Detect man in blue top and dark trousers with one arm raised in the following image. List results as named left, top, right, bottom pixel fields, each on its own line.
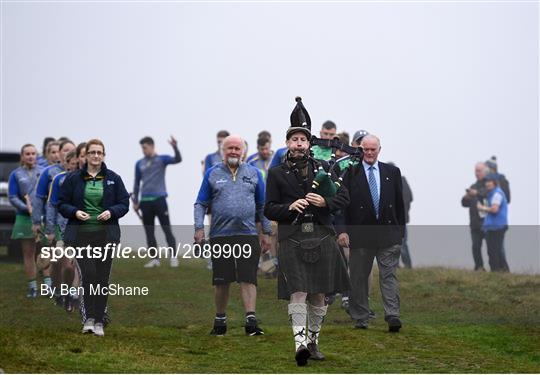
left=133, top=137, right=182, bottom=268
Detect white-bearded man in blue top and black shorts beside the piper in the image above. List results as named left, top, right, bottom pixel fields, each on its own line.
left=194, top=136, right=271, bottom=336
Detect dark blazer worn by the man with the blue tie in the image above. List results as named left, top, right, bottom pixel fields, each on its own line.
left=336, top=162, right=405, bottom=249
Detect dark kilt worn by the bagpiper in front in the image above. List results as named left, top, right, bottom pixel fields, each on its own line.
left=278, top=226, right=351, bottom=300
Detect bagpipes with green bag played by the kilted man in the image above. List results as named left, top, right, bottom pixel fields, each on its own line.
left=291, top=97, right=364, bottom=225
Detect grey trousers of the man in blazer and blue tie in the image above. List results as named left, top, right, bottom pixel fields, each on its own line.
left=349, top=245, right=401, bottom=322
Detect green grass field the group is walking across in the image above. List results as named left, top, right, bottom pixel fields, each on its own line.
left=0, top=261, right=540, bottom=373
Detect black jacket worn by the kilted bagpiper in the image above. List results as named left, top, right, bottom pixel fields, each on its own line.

★ ★ ★ ★ ★ ★ ★

PROBLEM — Every entry above is to be repeated word for word, with all pictures omitted.

SOLUTION FOR THIS PROBLEM —
Detect man in blue top and dark trousers with one arm raised in the following image. List results as named left, top, right, bottom pixel fields, each on its own line.
left=133, top=137, right=182, bottom=268
Detect white-bearded man in blue top and black shorts beside the piper in the image above. List results as named left, top, right, bottom pixel fields, each on its own line.
left=194, top=136, right=271, bottom=336
Detect dark blazer worn by the man with the blue tie in the image above. List results as named left, top, right, bottom pixel fields, each on its own line.
left=336, top=162, right=405, bottom=249
Detect dark kilt worn by the bagpiper in front in the image above. List results as named left, top, right, bottom pixel fields, each on its own line.
left=278, top=226, right=351, bottom=300
Detect bagpipes with green bag played by the kilted man in the image above. List results as named left, top, right, bottom pixel fields, each on its own line.
left=291, top=97, right=364, bottom=225
Detect grey trousers of the man in blazer and blue tie in the image above. List results as named left, top, right, bottom pixel fields, each on its own line.
left=349, top=245, right=401, bottom=322
Detect green grass field the group is walking across in the image above. List results as named left, top, right, bottom pixel fields, each on its own line.
left=0, top=261, right=540, bottom=373
Detect black jacket worn by the kilted bagpiper in the image above. List results as named left, top, right, bottom pixel fields, each on its own line.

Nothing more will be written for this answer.